• Task statement: Rewrite the lines from the one containing "Where can the uniform sleeve" through the one containing "x=254, y=233", inclusive, replacing "uniform sleeve" with "coat sleeve" and leaving everything else unchanged.

Collected data:
● ● ● ● ●
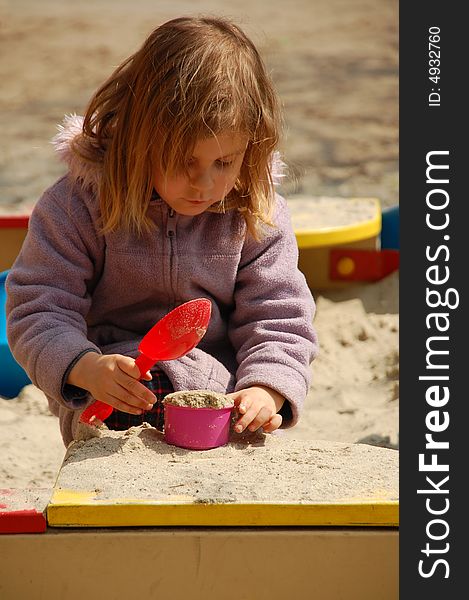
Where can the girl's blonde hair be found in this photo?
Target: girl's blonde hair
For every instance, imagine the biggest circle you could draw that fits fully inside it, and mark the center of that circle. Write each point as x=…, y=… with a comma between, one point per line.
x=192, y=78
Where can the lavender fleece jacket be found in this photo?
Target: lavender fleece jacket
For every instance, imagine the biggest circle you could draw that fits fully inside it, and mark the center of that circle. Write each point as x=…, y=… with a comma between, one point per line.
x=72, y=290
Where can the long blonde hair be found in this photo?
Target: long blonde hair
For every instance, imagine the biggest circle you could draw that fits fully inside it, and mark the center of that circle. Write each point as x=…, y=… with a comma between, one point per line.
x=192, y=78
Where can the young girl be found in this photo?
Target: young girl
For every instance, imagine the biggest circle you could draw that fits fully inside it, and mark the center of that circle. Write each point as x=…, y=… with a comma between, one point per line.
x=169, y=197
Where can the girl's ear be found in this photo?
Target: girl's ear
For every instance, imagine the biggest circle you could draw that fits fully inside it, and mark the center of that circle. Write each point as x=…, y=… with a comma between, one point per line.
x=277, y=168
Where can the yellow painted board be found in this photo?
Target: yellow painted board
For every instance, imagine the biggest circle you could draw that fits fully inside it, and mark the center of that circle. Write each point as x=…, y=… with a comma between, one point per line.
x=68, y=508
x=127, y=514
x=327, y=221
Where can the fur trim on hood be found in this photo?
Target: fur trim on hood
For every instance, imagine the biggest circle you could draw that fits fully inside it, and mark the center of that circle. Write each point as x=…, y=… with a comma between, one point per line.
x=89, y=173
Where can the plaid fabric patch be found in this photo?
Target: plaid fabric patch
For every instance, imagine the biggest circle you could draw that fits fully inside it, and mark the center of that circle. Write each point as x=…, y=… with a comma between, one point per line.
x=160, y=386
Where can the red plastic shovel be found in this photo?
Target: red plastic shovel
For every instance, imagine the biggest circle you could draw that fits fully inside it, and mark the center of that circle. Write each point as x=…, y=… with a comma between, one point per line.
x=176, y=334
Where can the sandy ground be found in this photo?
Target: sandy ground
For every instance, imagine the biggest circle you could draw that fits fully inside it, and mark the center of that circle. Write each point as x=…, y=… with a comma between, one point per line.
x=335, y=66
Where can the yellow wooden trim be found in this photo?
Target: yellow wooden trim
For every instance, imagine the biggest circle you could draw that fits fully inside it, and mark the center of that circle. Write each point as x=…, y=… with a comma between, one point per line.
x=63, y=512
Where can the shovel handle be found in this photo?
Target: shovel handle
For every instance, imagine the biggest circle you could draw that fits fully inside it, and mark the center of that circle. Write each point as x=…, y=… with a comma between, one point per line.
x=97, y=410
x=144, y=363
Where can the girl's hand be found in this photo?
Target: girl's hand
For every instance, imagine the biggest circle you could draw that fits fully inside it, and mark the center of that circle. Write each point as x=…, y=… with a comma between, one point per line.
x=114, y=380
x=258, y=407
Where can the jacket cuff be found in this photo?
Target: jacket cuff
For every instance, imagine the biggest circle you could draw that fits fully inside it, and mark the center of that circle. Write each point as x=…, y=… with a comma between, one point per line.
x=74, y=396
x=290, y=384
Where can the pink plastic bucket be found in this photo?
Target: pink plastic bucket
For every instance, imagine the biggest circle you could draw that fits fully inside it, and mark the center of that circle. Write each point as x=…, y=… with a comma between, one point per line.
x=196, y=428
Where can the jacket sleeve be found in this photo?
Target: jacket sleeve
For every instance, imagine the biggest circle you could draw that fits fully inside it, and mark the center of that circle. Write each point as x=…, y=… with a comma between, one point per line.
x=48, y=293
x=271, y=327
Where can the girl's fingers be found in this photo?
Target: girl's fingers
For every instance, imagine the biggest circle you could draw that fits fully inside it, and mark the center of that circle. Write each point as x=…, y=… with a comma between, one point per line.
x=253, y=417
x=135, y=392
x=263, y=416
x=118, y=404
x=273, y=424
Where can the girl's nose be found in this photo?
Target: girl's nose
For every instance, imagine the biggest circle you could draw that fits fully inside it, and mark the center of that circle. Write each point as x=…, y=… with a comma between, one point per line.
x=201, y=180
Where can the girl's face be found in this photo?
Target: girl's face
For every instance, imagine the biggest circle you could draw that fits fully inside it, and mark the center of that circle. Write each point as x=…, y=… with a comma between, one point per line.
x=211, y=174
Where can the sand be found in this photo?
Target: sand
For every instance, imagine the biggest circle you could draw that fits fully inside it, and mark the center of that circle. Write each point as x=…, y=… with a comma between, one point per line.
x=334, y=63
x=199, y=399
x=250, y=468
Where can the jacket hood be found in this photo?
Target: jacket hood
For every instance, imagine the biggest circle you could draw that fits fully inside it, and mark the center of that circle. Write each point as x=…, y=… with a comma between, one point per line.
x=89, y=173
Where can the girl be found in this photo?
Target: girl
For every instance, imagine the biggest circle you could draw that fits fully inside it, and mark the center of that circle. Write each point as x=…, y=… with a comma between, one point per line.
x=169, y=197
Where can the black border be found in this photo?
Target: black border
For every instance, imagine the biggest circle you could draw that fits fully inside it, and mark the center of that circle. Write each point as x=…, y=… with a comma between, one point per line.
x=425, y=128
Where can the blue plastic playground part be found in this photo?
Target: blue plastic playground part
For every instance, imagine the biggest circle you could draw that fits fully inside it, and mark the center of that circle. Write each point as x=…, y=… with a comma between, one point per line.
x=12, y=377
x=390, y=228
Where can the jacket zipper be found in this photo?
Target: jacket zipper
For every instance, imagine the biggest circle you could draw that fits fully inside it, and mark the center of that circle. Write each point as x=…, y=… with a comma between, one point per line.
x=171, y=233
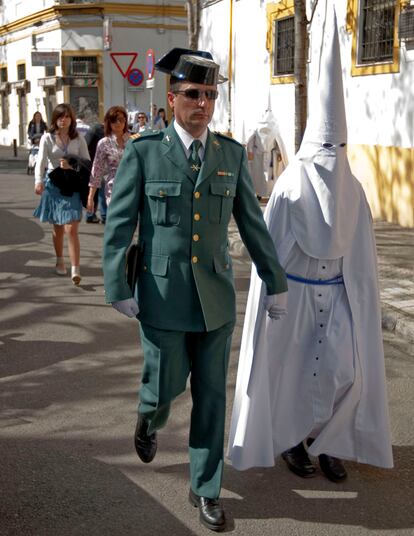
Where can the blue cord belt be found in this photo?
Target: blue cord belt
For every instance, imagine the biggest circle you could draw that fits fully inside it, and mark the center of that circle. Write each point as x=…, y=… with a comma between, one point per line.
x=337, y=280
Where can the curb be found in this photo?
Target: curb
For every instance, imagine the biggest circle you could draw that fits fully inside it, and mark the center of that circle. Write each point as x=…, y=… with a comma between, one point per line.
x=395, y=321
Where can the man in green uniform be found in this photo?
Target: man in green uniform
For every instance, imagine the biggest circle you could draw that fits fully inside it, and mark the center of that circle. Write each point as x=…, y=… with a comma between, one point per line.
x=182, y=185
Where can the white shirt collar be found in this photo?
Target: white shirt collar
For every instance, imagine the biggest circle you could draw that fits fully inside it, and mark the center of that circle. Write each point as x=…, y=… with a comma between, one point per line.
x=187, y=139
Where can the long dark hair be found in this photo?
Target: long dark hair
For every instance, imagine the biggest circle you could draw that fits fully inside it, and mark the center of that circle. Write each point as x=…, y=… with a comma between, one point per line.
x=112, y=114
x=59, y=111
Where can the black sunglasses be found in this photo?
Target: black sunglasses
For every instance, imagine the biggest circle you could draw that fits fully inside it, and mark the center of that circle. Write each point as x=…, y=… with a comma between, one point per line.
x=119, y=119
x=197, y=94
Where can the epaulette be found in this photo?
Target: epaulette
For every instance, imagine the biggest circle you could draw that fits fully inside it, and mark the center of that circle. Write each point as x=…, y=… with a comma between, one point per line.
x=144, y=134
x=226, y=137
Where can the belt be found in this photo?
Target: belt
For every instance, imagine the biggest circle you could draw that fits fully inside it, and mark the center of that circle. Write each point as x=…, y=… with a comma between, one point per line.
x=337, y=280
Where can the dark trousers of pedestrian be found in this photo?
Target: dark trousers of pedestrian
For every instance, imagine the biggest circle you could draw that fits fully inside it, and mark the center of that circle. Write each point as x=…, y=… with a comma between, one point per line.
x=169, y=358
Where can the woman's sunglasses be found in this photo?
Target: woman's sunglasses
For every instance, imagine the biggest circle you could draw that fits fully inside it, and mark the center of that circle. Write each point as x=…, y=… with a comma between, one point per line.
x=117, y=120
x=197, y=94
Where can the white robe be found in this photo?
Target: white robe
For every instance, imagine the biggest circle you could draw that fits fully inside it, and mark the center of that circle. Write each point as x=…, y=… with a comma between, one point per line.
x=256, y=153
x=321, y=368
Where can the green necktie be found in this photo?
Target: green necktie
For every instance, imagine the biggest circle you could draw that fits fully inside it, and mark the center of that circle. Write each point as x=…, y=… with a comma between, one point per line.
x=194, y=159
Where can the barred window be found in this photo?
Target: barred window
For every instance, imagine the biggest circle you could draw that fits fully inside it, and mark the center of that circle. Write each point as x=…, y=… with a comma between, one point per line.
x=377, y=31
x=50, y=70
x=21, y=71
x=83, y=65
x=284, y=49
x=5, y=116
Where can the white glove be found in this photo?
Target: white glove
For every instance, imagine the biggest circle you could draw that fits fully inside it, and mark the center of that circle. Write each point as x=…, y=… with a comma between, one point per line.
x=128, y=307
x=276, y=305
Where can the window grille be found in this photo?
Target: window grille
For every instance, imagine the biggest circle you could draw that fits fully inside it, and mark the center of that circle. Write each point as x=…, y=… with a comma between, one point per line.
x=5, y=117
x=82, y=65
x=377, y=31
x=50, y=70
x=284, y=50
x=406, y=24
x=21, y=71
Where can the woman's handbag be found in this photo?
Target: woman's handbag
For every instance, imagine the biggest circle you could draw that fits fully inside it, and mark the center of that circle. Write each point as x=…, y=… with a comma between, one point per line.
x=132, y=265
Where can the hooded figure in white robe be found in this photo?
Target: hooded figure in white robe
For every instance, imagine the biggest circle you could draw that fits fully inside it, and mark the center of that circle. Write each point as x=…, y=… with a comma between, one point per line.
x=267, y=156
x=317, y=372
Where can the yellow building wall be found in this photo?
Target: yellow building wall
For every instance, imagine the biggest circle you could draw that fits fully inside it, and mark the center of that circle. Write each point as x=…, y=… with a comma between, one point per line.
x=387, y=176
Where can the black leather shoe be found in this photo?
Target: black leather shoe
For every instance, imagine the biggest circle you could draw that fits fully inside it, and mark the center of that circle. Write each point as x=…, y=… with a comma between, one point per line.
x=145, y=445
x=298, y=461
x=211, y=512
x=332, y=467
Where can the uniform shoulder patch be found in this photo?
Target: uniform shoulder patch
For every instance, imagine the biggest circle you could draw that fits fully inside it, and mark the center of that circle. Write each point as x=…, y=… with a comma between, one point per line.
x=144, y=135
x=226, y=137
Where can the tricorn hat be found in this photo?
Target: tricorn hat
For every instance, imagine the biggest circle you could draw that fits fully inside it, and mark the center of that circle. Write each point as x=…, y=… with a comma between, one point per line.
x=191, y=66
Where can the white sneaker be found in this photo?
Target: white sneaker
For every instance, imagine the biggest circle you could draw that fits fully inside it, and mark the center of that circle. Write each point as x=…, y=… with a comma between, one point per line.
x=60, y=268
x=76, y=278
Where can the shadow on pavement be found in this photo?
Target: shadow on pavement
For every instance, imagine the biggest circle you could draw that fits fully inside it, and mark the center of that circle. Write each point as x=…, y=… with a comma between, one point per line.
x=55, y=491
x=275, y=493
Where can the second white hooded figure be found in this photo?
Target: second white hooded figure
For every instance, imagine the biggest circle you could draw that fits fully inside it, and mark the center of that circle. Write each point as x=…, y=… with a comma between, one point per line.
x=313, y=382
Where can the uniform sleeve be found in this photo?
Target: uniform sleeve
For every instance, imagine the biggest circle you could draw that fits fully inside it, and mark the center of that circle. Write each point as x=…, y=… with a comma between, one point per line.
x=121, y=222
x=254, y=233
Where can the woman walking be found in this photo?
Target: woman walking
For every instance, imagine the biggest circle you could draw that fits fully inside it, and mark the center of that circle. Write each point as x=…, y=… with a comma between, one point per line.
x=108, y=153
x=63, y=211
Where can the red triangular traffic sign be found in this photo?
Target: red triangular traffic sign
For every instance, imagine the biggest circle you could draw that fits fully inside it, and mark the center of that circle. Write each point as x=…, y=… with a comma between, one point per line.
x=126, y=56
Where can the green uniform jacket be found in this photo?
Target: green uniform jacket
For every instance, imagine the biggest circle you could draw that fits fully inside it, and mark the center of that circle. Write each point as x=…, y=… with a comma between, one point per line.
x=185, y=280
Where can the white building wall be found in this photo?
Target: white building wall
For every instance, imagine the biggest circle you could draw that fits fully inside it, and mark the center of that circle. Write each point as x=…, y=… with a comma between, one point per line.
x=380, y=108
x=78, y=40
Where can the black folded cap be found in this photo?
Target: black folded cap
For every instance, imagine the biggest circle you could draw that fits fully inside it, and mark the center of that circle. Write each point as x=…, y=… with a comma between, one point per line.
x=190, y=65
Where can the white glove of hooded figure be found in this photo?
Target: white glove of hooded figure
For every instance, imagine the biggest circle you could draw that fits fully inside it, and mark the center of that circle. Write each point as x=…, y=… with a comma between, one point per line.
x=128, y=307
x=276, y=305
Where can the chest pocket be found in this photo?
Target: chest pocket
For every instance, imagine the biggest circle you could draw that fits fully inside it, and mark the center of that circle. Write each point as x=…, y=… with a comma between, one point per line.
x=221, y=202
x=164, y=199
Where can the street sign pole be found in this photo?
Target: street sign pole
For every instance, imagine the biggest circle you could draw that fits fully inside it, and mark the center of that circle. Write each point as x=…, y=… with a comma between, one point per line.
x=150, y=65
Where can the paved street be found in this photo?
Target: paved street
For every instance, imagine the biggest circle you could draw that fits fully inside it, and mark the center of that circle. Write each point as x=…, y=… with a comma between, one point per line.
● ● ● ● ●
• Output for this exercise:
Where can the coat sleeve be found in this photo?
Target: coat sleeve
For every instance, imagine the biggest circle you could draw that fits fully inside it, and mark the center of that circle. Write each point as x=…, y=… with a comma between, one point per line.
x=121, y=222
x=254, y=233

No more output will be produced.